## The problem:
Put these records into a two-column CSV with the columns command and outline, one row per record. Place each record's text in command and its answer in outline, with each field quoted and line breaks replaced by spaces, and leave the pictures out.

★ ★ ★

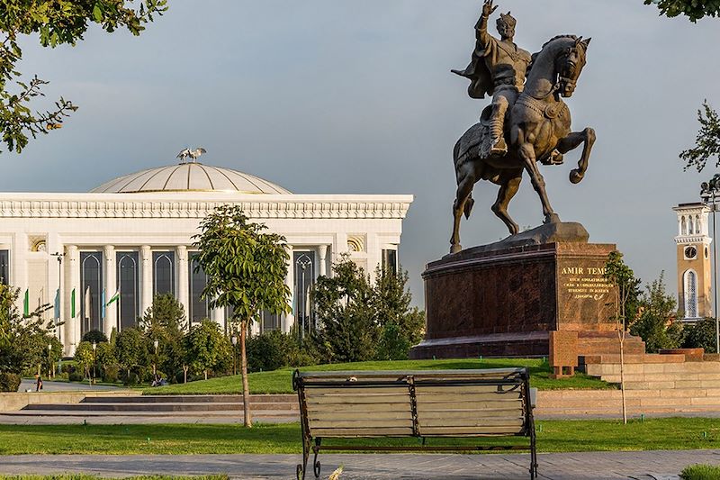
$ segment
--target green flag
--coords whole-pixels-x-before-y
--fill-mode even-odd
[[[30,291],[25,288],[25,298],[22,300],[22,316],[28,318],[30,316]]]
[[[120,288],[117,289],[114,295],[110,297],[110,300],[108,300],[105,305],[110,305],[110,303],[112,303],[112,302],[117,302],[118,300],[120,300]]]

★ ★ ★

## Answer to the exercise:
command,outline
"$ segment --target green flag --coords whole-pixels-x-before-y --fill-mode even-odd","[[[30,291],[25,288],[25,298],[22,300],[22,316],[28,318],[30,316]]] [[[120,288],[117,289],[114,295],[110,297],[110,300],[108,300],[105,305],[110,305],[110,303],[112,303],[112,302],[117,302],[118,300],[120,300]]]"